*** SUPPLIED PASSAGE Section Begins ***

Instruction-Tuned Urdu LLMs: Efficient Adaptation of Llama Models and Evaluation Resources for Urdu
Proceedings of the Fifteenth Language Resources and Evaluation Conference (LREC 2026)
Abstract
This paper presents UrduLLaMA 1.1 and UrduLLaMA 1.1 Tiny, two instruction-tuned large language models (LLMs) designed to advance natural language processing for Urdu, a low-resource language with limited representation in multilingual corpora. These instruction-tuned models are derived from Llama-3.1-8B-Instruct and Llama-3.2-3B-Instruct architectures, respectively by conducting continual pretraining on 800 million diverse Urdu tokens curated from public and proprietary sources, followed by Supervised Fine-Tuning (SFT) using LoRA on 432K Urdu instructions spanning diverse NLP tasks. Rigorous evaluation across 14 culturally-specific domains using our novel Urdu LLM Evaluation Dataset demonstrates superior performance. UrduLLaMA 1.1 achieves 65.3 average accuracy (GPT-5 Nano evaluation), outperforming its Llama-3.1-8B-Instruct base (50.7) across all categories and surpassing Llama-3.3-70B-Instruct (62.7) in 8 out of 14 domains. UrduLLaMA 1.1 Tiny transforms Llama-3.2-3B-Instruct (38.8) into a (61.2) performer. Human evaluation by native Urdu linguists confirms these gains (3.51/5 vs. 2.61/5 base). Our results validate targeted adaptation strategies combining continual pretraining with instruction tuning as computationally efficient solutions for low-resource languages, enabling state-of-the-art Urdu LLM models with accessible hardware.

*** SUPPLIED PASSAGE Section Ends ***

## REQUIRED ACTIONS
**1.** In the Urdu LLM paper, how many Urdu instructions were used for Supervised Fine-Tuning?
**2.** Revise the part of the Urdu LLM paper that opens with the words containing "Instruction-Tuned Urdu LLMs: Efficient" and closes with "Conference (LREC 2026)", putting "Sixteenth" in place of "Fifteenth".
The material that follows comes from a different source.

*** INFORMATION SUPPLIED Section Begins ***

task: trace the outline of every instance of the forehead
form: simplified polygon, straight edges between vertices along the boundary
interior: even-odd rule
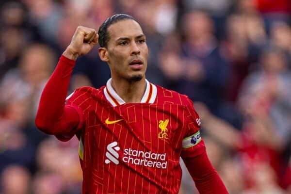
[[[143,34],[140,25],[132,19],[119,21],[108,28],[110,40],[115,40],[120,37],[134,37]]]

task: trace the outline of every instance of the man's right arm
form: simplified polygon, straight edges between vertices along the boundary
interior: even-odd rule
[[[90,52],[97,40],[94,29],[77,29],[42,93],[35,118],[35,125],[41,130],[65,137],[75,133],[82,118],[77,110],[65,105],[70,78],[78,57]]]

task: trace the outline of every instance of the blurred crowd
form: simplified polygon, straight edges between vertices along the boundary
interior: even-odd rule
[[[80,194],[77,139],[43,133],[34,116],[76,27],[117,13],[146,35],[147,79],[194,102],[229,193],[291,193],[290,0],[1,0],[0,194]],[[97,47],[78,59],[68,93],[110,77]],[[180,194],[197,193],[182,166]]]

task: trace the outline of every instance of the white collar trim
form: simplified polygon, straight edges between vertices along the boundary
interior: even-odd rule
[[[103,92],[105,97],[113,107],[125,104],[125,101],[116,93],[111,85],[112,79],[110,78],[106,83],[106,86]],[[146,79],[146,87],[145,94],[142,98],[141,103],[152,104],[157,97],[157,87]]]

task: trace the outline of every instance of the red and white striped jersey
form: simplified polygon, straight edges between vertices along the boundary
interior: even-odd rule
[[[82,194],[178,194],[180,156],[205,150],[193,102],[146,81],[141,102],[125,103],[111,81],[77,89],[66,101],[81,118]]]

*** INFORMATION SUPPLIED Section Ends ***

## EXERCISE SOLUTIONS
**1.** 432K Urdu instructions were used.

**2.**
Instruction-Tuned Urdu LLMs: Efficient Adaptation of Llama Models and Evaluation Resources for Urdu
Proceedings of the Sixteenth Language Resources and Evaluation Conference (LREC 2026)